_Passage to read_:
※

The British Prime Minister is set to welcome US President Joe Biden to Cornwall, England, on Thursday for a bilateral meeting where the pair are scheduled to discuss a new “Atlantic Charter” – a modern update to the joint statement between Winston Churchill and Franklin Delano Roosevelt on the challenges facing the world after the Second World War.
Biden is in the UK because Johnson is hosting the G7 summit in what was supposed to be Britain’s big return to the international arena.
Instead, Thursday’s talks will most likely be overshadowed by heated discussions on the current and very real danger of violence erupting in Northern Ireland, as the real-world consequences of Brexit continue to undermine the peace deal brokered by the US in 1998.
The Times of London newspaper reported Wednesday that America’s senior diplomat in Britain, on the orders of Biden, berated Johnson’s chief Brexit negotiator, David Frost, for “inflaming” tensions on the island of Ireland.
The report said that in recent days, US envoy Yael Lempert issued a “demarche” – a diplomatic reprimand that is usually reserved for hostile states rather than allies – over the UK government’s failure to implement a part of the Brexit deal brokered with Brussels last year that is designed to protect peace on the island.
“This is wrong. First, this discussion wasn’t directed by the President. It was not heightened. As with any ally, we have diplomatic conversations about areas where we have concern at many levels,” a senior Biden administration official told CNN.
But it is well-known that Biden is an opponent of any version of Brexit that undermines the peace in Ireland, and the President plans to press Johnson on the issue during their talks, other senior administration officials said.
“President Biden has been crystal clear about his rock-solid belief in the Good Friday Agreement as the foundation for peaceful coexistence in Northern Ireland. That agreement must be protected, and any steps that imperil or undermine it will not be welcomed by the United States,” Biden’s national security adviser Jake Sullivan told reporters aboard Air Force One on the way to Europe.
He declined to say whether the US believed Johnson was taking steps to imperil the agreement.
“I’m only going to say that President Biden is going to make statements in principle on this front,” Sullivan said. “He’s not issuing threats or ultimatums; he’s going to simply convey his deep-seated belief that we need to stand behind and protect this protocol.”
The British government said it would not comment on the matter until after Thursday’s talks. Unusually for a meeting between US and UK leaders, there will be no joint press conference afterward, just a background briefing for journalists and a readout. It’s not implausible that this is because it would be impossible for the issue of Northern Ireland to be dodged, creating a difficult diplomatic moment on camera, something both men would rather avoid.
The problems Brexit has created for Northern Ireland are very serious. The UK province shares a border with the Republic of Ireland, which is an EU member state. The “Northern Ireland Protocol”, which forms part of the UK-EU Brexit deal, chiefly seeks to prevent a hard border between Northern Ireland and the Republic.
It does so by keeping Northern Ireland in the EU’s customs area and single market for goods, meaning there is no need for physical checks for goods crossing the border.

※

_Job 1_:
In the article on Biden's visit to Cornwall, who told reporters aboard Air Force One that the Good Friday Agreement must be protected?
_Job 2_:
Can you rewrite the article on Biden's visit from "It does so by" through "crossing the border.", inclusive, substituting "border inspections" for "physical checks"?

※

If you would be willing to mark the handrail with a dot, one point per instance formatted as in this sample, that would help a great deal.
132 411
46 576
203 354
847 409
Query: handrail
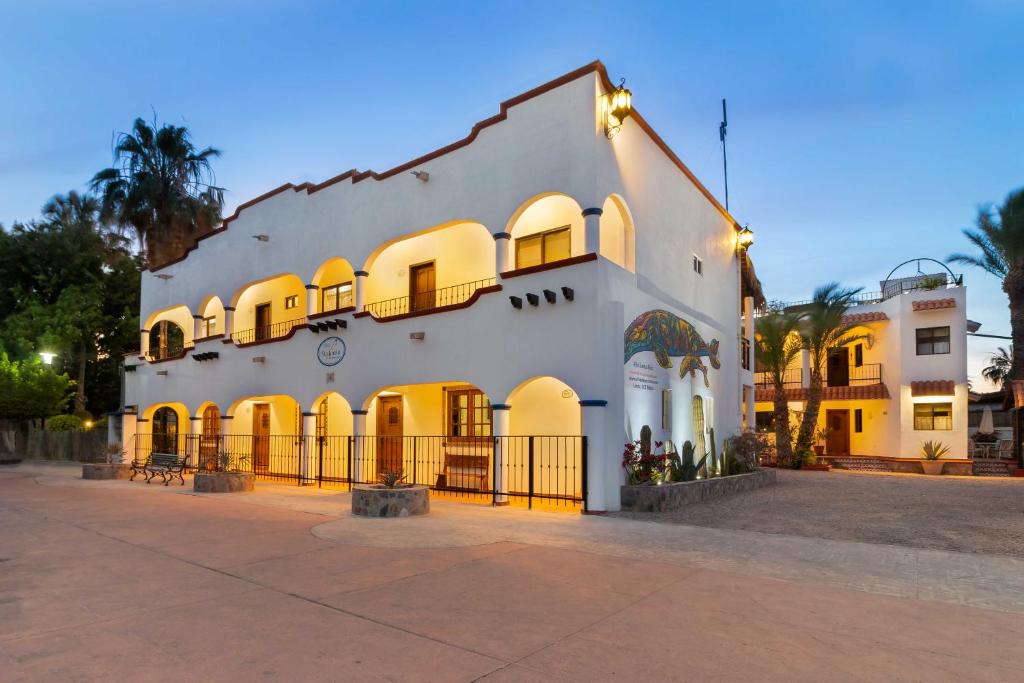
266 332
438 298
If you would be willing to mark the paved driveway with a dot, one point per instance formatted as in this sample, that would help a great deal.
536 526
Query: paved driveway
105 581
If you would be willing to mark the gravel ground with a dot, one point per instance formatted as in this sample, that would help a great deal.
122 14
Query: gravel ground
981 515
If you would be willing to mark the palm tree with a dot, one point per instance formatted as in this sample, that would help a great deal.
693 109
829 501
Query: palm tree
997 372
999 241
823 328
161 188
777 345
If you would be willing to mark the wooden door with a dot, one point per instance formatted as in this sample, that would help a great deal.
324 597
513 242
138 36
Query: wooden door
209 440
262 322
389 433
838 441
261 436
422 288
839 368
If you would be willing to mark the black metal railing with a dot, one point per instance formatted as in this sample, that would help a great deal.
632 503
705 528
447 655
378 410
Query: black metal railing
869 373
169 352
446 296
266 332
531 469
791 378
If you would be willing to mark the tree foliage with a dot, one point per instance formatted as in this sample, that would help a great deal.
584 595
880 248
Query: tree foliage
30 390
161 188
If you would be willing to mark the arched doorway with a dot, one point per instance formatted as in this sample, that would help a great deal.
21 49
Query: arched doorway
209 441
165 430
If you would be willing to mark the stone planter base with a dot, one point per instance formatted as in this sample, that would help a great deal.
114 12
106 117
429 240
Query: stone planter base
223 482
672 497
105 471
373 501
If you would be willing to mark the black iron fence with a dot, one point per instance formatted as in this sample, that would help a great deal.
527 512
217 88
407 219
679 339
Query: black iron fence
531 469
445 296
266 332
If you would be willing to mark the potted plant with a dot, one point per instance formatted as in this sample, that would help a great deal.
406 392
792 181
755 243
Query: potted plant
390 497
933 452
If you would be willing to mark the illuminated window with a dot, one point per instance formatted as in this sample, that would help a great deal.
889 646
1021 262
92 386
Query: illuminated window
933 417
932 341
336 296
543 248
469 414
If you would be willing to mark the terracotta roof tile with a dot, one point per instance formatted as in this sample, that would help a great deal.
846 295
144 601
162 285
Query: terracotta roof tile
933 388
934 304
871 316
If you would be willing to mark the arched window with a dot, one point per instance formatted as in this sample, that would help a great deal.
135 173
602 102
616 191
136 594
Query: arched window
165 430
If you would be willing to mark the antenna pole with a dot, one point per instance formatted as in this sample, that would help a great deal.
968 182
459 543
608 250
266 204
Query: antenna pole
725 162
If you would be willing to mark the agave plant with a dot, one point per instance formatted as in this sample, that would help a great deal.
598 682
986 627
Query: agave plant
933 450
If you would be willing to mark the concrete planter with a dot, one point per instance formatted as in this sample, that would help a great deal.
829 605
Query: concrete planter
377 501
223 482
105 471
673 497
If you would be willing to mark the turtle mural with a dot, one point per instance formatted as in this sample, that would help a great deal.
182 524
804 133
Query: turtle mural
668 335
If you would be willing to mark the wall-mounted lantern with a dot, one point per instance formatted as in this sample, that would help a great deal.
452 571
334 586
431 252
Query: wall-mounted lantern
617 105
744 238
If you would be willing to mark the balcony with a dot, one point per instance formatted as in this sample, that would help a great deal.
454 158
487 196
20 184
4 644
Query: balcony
266 333
420 303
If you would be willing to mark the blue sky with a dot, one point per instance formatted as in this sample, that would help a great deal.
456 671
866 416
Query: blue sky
861 134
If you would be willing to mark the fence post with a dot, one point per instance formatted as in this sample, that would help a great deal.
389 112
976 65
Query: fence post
348 460
585 468
529 469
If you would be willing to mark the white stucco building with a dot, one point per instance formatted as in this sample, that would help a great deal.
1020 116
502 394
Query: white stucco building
461 315
902 385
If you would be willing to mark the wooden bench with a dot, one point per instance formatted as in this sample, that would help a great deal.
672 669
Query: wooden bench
167 465
465 472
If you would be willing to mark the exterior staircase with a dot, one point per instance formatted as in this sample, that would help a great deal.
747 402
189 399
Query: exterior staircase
992 468
860 464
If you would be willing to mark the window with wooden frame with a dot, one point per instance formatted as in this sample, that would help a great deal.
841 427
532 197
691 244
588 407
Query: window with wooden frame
207 327
933 417
542 248
933 341
468 414
336 296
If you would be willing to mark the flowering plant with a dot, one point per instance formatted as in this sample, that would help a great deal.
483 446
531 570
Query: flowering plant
643 467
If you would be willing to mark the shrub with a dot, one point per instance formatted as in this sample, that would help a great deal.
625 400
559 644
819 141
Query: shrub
64 423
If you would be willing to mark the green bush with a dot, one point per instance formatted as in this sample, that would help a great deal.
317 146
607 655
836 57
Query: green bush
64 423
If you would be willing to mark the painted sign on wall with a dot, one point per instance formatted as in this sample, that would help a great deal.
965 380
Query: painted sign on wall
331 351
668 335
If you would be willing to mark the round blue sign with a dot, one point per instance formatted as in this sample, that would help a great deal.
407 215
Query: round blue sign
331 351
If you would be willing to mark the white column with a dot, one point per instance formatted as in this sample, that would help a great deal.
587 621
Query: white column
593 429
502 241
358 436
501 419
360 289
308 465
228 322
312 294
592 230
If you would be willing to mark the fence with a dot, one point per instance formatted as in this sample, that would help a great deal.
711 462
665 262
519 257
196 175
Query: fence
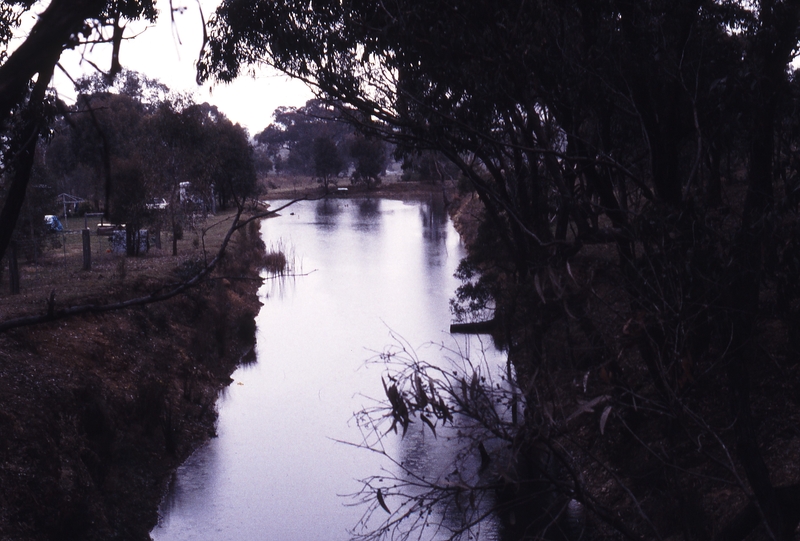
80 263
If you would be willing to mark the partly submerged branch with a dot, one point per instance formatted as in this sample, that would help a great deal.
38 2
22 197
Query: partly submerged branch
54 315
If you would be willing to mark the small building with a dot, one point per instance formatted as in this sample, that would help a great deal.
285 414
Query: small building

※

_Exercise solution 1_:
Jake Sullivan, Biden's national security adviser.

_Exercise solution 2_:
It does so by keeping Northern Ireland in the EU’s customs area and single market for goods, meaning there is no need for border inspections for goods crossing the border.